■ **PROBLEM DETAILS**
Copy out exactly the line that contains "Keypoint placement: for each instance of the green hedge, put" and all lines following it to the end of the data.

··· EXERCISE MATERIAL

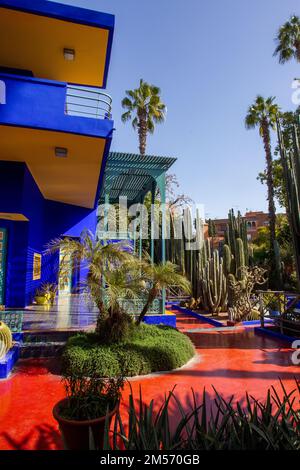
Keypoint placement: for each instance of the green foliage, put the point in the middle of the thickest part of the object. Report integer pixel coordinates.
(148, 349)
(288, 40)
(291, 164)
(161, 276)
(145, 109)
(213, 281)
(211, 228)
(252, 424)
(90, 397)
(262, 112)
(236, 239)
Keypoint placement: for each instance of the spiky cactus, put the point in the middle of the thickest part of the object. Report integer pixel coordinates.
(5, 339)
(213, 283)
(237, 230)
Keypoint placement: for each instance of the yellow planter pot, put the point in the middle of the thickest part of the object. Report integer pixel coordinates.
(5, 339)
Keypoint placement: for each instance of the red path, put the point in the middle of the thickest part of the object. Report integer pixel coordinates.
(233, 361)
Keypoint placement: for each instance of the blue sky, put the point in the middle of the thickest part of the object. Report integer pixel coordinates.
(210, 58)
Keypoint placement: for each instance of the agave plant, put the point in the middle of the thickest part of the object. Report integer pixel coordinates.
(212, 424)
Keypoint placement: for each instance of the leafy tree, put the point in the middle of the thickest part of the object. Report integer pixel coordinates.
(287, 122)
(145, 109)
(288, 40)
(107, 267)
(263, 114)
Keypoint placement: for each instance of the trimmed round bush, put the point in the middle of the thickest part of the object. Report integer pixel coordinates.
(149, 348)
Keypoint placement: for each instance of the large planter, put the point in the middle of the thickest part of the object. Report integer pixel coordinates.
(76, 434)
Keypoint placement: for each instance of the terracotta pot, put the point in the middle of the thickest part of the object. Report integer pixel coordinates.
(76, 434)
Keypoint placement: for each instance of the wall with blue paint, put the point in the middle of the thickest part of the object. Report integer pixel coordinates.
(40, 104)
(47, 220)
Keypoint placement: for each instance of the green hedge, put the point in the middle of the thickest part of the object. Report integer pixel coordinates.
(149, 349)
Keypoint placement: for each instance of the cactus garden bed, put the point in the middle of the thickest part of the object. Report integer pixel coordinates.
(150, 348)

······

■ **TASK RESULT**
Keypoint placement: for each instance of the green hedge, put the point in the middle of the thickest part of the object. Report integer pixel coordinates.
(149, 349)
Keypoint placement: for each instance of the cactus garden bed, put the point in the middle of the thickest part of the object. Report integer pixel coordinates.
(150, 348)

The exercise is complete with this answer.